# OPDRACHT 1
Schrijf het stuk van de brief van "Brief regering : Toezegging" tot en met "nr. 401) geïnformeerd." letterlijk over.

# TEKSTGEDEELTE
______________________________

Brief regering : Toezegging gedaan tijdens het commissiedebat duurzame vervoer van 31 januari 2024, over de uitrol van (logistieke) laadinfrastructuur op verzorgingsplaatsen
31 305 Mobiliteitsbeleid
Nr. 462
BRIEF VAN DE MINISTER VAN INFRASTRUCTUUR EN WATERSTAAT
Aan de Voorzitter van de Tweede Kamer der Staten-Generaal
Den Haag, 15 mei 2024
Mede naar aanleiding van een toezegging aan het lid Veltman in het debat duurzame
mobiliteit van 31 januari jl. (Kamerstuk 31 305, nr. 448)wordt de Kamer in deze brief, mede namens de Staatssecretaris van Infrastructuur
en Waterstaat, geïnformeerd over de uitrol van (logistieke) laadinfrastructuur op
verzorgingsplaatsen. Tegelijk wordt de Kamer over de moties van de leden Koerhuis/Van
der Plas (motie 31 305, nr. 400 en motie 31 305, nr. 401) geïnformeerd.
1. De uitrol van laadinfrastructuur voor (vracht)auto’s op verzorgingsplaatsen onder
het huidige vergunningenbeleid
Tijdens het debat duurzame mobiliteit vroeg het lid Veltman aan de Staatssecretaris
van Infrastructuur en Waterstaat hoe verwacht wordt dat het vraagstuk van het laden
van het vrachtverkeer uiteindelijk samenkomt met het nieuwe voorzieningenbeleid voor
verzorgingsplaatsen. Bij de beantwoording van deze vraag wordt uitgegaan van het huidige
beleid. Het nieuwe beleid voor het voorzieningenbeleid op verzorgingsplaatsen is controversieel
verklaard door de Kamer en de besluitvorming ligt daarom stil.1
Volgens de inschatting van Elaad zal het vrachtvervoer voor ongeveer 7% van de laadsessies
aangewezen zijn op verzorgingsplaatsen.2 Het gaat dan met name om langeafstands- en internationaal vervoer. Verder maken chauffeurs
met name gebruik van private laadinfrastructuur bij het bedrijf. Voor de realisatie
van private laadinfrastructuur wordt op dit moment een subsidieregeling voorbereid
die naar verwachting rond de zomer van dit jaar zal worden opengesteld. Voor publiek
toegankelijke logistieke laadinfrastructuur is er ook een subsidieregeling in ontwikkeling.

______________________________

Uitgehaalde gegevens:
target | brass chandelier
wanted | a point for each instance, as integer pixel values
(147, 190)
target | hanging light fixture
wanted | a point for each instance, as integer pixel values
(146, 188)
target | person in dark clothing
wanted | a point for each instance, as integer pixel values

______________________________

# OPDRACHT 2
Herhaal woord voor woord de regels van de gegevens vanaf de regel met "target | person in dark clothing" tot en met het einde van de gegevens.

# JUIST ANTWOORD 1
Brief regering : Toezegging gedaan tijdens het commissiedebat duurzame vervoer van 31 januari 2024, over de uitrol van (logistieke) laadinfrastructuur op verzorgingsplaatsen
31 305 Mobiliteitsbeleid
Nr. 462
BRIEF VAN DE MINISTER VAN INFRASTRUCTUUR EN WATERSTAAT
Aan de Voorzitter van de Tweede Kamer der Staten-Generaal
Den Haag, 15 mei 2024
Mede naar aanleiding van een toezegging aan het lid Veltman in het debat duurzame
mobiliteit van 31 januari jl. (Kamerstuk 31 305, nr. 448)wordt de Kamer in deze brief, mede namens de Staatssecretaris van Infrastructuur
en Waterstaat, geïnformeerd over de uitrol van (logistieke) laadinfrastructuur op
verzorgingsplaatsen. Tegelijk wordt de Kamer over de moties van de leden Koerhuis/Van
der Plas (motie 31 305, nr. 400 en motie 31 305, nr. 401) geïnformeerd.

# JUIST ANTWOORD 2
target | person in dark clothing
wanted | a point for each instance, as integer pixel values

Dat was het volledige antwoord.